[start Records supplied]

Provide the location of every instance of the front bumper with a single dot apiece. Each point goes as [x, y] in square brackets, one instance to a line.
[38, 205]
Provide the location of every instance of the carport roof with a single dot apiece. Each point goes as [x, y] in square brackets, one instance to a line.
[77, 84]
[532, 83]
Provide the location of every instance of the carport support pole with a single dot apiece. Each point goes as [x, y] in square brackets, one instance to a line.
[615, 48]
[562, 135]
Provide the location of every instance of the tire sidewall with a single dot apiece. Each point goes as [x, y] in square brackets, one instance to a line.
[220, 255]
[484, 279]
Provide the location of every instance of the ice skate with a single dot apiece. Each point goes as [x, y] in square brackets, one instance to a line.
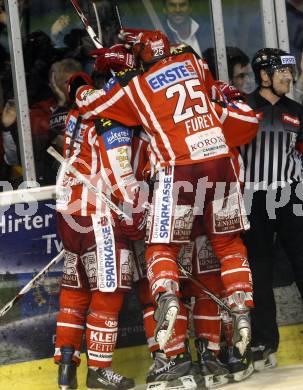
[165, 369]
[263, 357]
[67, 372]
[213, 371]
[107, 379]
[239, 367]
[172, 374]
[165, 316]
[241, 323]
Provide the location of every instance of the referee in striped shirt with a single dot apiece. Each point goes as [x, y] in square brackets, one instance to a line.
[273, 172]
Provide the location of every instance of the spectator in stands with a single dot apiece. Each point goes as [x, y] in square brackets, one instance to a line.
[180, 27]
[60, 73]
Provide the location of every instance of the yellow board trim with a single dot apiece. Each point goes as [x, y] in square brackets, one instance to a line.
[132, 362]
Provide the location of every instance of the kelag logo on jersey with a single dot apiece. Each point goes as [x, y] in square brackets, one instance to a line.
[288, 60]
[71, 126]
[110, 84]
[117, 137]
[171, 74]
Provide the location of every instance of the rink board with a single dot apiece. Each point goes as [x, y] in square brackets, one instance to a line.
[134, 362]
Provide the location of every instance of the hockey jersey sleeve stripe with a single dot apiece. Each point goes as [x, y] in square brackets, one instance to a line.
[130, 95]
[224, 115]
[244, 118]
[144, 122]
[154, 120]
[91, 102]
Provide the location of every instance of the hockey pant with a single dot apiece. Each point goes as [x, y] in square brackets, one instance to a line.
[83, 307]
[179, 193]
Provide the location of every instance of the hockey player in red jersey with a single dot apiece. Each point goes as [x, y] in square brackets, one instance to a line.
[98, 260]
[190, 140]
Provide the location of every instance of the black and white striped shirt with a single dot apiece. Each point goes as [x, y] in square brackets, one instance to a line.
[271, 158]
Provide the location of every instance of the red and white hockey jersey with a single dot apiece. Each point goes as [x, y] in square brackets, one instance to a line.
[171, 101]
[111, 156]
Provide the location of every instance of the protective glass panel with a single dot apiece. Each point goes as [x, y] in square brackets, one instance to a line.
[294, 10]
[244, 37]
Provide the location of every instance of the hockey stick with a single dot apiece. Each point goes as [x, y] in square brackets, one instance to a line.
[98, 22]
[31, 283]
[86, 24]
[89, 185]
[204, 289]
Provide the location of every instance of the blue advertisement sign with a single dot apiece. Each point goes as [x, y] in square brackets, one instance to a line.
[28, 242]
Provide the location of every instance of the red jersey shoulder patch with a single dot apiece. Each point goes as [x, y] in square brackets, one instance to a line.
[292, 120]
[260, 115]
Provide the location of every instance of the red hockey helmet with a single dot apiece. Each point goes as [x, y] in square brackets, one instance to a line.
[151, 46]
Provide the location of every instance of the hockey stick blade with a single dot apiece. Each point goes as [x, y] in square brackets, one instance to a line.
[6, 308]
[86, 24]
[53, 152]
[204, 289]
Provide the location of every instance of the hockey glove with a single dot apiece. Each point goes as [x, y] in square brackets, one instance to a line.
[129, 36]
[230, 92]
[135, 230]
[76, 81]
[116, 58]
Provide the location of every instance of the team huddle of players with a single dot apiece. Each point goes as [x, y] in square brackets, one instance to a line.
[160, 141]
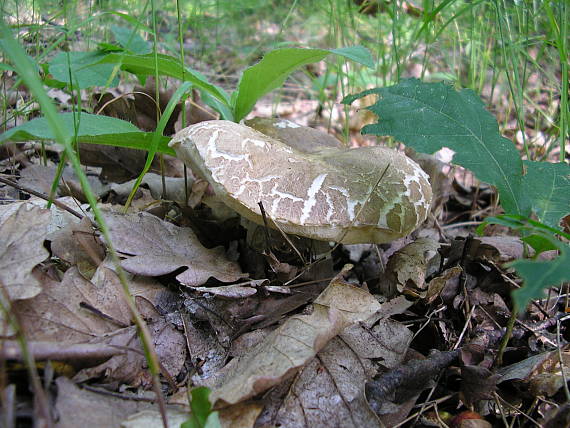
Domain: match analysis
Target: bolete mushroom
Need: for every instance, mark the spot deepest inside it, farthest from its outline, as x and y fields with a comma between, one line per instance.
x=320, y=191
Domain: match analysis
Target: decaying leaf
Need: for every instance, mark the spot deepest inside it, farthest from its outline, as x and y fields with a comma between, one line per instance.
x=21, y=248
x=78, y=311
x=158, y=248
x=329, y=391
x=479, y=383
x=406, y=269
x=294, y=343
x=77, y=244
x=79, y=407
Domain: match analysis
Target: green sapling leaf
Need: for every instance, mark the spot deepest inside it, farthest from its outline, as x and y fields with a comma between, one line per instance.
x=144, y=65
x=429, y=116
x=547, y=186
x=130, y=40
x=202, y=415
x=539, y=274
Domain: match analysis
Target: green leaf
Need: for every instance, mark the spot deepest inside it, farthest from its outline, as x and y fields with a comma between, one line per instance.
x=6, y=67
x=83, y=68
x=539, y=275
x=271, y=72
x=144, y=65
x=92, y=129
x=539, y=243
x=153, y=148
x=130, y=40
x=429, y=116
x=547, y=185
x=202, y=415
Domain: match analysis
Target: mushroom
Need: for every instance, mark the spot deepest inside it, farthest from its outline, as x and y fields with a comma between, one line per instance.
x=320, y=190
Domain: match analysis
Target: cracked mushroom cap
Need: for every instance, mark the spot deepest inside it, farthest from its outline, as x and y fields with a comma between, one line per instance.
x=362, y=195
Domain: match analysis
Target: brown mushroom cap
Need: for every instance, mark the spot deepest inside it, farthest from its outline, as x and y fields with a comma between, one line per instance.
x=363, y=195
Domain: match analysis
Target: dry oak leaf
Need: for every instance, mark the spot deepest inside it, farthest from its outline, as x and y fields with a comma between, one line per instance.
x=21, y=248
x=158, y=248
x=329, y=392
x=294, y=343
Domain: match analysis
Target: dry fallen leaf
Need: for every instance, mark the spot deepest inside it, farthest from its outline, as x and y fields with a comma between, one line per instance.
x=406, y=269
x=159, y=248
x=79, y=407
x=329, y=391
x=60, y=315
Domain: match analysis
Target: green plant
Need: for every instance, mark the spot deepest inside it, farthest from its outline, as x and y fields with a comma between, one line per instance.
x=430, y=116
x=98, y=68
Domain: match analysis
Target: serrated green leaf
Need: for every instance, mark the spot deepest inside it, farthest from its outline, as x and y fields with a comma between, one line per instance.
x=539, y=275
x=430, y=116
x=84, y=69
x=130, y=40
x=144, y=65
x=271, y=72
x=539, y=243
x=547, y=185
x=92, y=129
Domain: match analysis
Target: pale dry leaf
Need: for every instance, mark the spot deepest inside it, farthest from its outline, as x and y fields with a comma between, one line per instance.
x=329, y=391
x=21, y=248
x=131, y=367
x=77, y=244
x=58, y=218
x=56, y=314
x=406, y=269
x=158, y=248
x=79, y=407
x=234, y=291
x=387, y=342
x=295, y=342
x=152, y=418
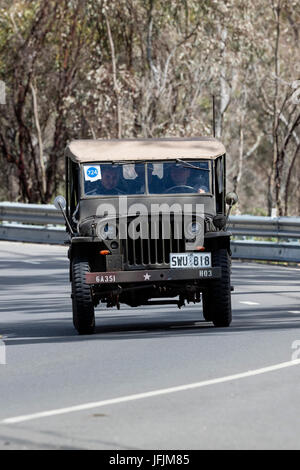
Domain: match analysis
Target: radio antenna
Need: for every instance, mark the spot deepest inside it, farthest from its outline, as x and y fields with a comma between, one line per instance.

[end Records supplied]

* **Directions for this task**: Report every line of the material above that contains the word "stick", matching case exactly.

* **Complete output**:
Provide the location of every instance of the hockey stick with a single dot apiece. Each point goes as [x, y] in square brackets, one instance to a line.
Provide the location of every instance of the hockey stick blade with a single dot apiece. Each point goes as [x, y] in square brackets, one instance to a line.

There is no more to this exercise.